Text block section start

In United States terminology, special police can mean:
- Fire Police, members of specialized traffic control units responding with volunteer fire companies;
- Auxiliary Police, members of volunteer, unpaid or paid, part-time civilian police, security officer units, interns;
- Special Law Enforcement Officers - used in New Jersey to supplement full-time police officers;
- Security police; or
- Company police.
The term can also refer to limited police power granted in some jurisdictions to lifeguards, SPCA personnel, teachers, and other public sector employees which is incidental to their main responsibilities. Special Police Officers (or SPO's) can be employed to protect large campuses such as theme parks, hospital centers, and commerce centers.
Some states, such as Maryland, New York, and the District of Columbia, grant full State Police/peace officer authority to SPOs for use in whatever area they are employed to protect. They can make traffic stops in their jurisdiction if they have had accredited training. They are also permitted to conduct traffic control and investigations pertaining to the area protected by them, while a majority of SPOS are armed with a firearm, some states permit the age for an SPO to be 18, while still they can not carry a sidearm. Special police can make a criminal arrest and run blue strobe lights on their vehicle.

Text block section end
Data for review section start

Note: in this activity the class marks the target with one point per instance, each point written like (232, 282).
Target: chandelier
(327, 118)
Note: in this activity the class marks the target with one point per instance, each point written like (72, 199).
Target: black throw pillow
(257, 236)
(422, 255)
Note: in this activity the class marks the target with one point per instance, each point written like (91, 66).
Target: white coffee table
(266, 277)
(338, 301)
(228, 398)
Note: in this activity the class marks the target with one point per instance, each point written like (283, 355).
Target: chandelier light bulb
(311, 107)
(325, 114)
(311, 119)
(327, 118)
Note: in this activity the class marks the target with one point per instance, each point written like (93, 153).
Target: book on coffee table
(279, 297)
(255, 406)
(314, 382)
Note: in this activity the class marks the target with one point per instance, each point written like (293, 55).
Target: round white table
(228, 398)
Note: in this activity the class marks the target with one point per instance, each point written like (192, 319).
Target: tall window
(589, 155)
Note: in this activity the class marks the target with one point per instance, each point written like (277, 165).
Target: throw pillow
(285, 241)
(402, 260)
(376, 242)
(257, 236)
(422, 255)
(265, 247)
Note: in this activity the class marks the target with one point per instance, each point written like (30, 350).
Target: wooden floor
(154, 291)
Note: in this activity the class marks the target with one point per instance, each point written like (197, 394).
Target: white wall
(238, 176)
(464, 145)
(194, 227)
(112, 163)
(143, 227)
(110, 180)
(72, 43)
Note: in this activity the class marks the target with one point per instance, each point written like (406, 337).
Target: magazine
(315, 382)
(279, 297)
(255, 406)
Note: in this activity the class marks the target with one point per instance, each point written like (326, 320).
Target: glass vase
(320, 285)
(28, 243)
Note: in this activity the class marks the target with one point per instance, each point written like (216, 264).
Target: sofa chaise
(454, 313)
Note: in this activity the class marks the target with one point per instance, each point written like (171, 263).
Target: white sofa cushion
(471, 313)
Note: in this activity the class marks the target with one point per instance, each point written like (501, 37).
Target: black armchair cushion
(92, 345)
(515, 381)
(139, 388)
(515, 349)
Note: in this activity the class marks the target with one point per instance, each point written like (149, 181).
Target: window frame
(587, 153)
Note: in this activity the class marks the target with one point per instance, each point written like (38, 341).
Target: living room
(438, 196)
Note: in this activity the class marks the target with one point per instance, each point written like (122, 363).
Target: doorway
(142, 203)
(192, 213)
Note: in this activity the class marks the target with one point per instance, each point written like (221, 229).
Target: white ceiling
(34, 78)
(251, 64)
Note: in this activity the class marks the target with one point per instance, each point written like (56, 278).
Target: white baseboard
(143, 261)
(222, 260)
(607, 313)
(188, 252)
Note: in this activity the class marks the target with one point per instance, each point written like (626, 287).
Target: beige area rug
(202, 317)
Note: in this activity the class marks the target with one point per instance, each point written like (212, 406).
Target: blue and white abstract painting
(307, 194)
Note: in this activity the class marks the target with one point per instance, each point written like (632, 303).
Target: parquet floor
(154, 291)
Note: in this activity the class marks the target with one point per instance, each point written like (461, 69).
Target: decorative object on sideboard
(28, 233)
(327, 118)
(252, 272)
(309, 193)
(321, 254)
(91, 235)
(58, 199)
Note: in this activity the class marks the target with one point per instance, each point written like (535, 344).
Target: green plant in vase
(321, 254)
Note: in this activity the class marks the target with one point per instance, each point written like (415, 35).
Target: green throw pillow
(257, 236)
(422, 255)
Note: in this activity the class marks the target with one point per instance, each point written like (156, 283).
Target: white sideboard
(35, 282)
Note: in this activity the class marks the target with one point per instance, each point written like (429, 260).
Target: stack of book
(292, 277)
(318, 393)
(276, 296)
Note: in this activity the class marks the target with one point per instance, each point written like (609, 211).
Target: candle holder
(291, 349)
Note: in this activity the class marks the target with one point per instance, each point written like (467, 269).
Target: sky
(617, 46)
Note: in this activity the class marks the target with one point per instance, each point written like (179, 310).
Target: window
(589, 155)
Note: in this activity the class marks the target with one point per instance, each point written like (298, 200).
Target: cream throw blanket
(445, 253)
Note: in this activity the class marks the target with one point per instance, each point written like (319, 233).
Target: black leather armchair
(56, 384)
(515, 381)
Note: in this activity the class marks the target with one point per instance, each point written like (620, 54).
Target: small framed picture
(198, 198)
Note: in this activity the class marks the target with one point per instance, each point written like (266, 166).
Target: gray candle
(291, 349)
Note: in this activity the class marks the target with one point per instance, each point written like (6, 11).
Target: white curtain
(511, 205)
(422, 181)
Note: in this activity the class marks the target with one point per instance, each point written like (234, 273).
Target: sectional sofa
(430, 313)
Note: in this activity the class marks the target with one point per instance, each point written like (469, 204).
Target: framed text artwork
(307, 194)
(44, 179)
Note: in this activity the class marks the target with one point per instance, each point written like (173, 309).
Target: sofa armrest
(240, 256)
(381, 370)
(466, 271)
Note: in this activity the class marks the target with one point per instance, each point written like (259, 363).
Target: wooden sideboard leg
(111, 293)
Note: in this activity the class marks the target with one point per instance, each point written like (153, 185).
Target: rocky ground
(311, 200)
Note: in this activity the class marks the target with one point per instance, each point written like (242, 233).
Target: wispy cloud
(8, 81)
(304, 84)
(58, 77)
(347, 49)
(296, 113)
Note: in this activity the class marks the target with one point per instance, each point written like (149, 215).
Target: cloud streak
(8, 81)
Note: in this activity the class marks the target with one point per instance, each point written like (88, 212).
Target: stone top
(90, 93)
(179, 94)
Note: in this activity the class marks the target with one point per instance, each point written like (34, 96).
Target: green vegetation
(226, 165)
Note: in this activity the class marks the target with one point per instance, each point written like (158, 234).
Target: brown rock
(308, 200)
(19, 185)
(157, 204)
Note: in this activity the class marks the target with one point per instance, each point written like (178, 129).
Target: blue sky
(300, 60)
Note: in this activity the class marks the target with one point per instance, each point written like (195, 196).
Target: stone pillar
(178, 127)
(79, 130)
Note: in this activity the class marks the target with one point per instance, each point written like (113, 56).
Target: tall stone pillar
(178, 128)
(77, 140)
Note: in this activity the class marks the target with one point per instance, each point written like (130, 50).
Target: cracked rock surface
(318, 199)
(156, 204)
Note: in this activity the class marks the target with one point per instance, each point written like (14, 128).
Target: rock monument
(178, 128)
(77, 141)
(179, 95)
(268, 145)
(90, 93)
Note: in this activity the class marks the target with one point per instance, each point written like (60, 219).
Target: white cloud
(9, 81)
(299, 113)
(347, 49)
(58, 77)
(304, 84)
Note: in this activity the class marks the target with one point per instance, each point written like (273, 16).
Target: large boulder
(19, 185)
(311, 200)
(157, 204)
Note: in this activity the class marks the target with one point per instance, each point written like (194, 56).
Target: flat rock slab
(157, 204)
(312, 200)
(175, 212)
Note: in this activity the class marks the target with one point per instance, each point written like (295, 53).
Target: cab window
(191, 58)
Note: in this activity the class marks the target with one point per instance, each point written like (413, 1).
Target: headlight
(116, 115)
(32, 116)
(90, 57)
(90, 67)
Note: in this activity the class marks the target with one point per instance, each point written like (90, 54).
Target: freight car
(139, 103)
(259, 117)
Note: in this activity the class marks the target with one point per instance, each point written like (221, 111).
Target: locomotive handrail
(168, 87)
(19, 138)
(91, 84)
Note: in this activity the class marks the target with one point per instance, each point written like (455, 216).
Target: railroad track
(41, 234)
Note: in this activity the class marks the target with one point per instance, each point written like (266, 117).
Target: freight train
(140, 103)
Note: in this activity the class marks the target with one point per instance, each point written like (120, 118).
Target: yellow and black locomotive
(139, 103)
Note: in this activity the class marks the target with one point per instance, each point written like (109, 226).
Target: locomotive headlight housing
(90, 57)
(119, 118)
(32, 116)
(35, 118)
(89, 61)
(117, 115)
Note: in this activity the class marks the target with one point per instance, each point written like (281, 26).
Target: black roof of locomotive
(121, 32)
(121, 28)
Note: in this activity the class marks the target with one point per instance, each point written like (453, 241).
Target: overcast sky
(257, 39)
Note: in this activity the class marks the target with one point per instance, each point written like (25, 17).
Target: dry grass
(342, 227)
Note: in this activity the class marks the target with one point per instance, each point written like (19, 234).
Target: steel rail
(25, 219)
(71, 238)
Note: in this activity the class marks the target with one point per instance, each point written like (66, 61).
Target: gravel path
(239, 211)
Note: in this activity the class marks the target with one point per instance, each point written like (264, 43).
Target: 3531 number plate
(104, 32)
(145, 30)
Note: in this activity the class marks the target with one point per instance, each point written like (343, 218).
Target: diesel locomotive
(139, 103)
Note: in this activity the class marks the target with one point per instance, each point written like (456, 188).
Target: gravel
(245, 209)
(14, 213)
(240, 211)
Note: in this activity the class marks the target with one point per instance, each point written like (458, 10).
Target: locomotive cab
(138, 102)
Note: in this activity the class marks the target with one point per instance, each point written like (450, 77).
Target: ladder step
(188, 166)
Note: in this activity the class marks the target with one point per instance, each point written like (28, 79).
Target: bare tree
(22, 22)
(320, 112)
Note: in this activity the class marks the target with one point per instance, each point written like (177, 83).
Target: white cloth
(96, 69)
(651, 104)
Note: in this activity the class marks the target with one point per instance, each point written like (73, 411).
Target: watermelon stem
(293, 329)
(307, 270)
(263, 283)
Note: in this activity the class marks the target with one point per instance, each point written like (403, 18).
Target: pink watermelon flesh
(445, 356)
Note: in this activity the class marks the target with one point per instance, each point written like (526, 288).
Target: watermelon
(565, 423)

Data for review section end

- **Required tasks**
- A) Write out the special police passage word for word, between "In United States" and "and commerce centers.", inclusive.
- B) Please carry on the special police passage, not the material, from the point where it stops.

- **Results of the tasks**
- A)
In United States terminology, special police can mean:
- Fire Police, members of specialized traffic control units responding with volunteer fire companies;
- Auxiliary Police, members of volunteer, unpaid or paid, part-time civilian police, security officer units, interns;
- Special Law Enforcement Officers - used in New Jersey to supplement full-time police officers;
- Security police; or
- Company police.
The term can also refer to limited police power granted in some jurisdictions to lifeguards, SPCA personnel, teachers, and other public sector employees which is incidental to their main responsibilities. Special Police Officers (or SPO's) can be employed to protect large campuses such as theme parks, hospital centers, and commerce centers.

- B)
In the United States security officers are involved in law enforcement and have been given the power of police officers, but are operated under a private police agency also known as a security agency. Security officers are special police because they are officers of the law, but employed by private companies offering private police officers to uphold laws, protect, patrol, and guard property under a private party contract.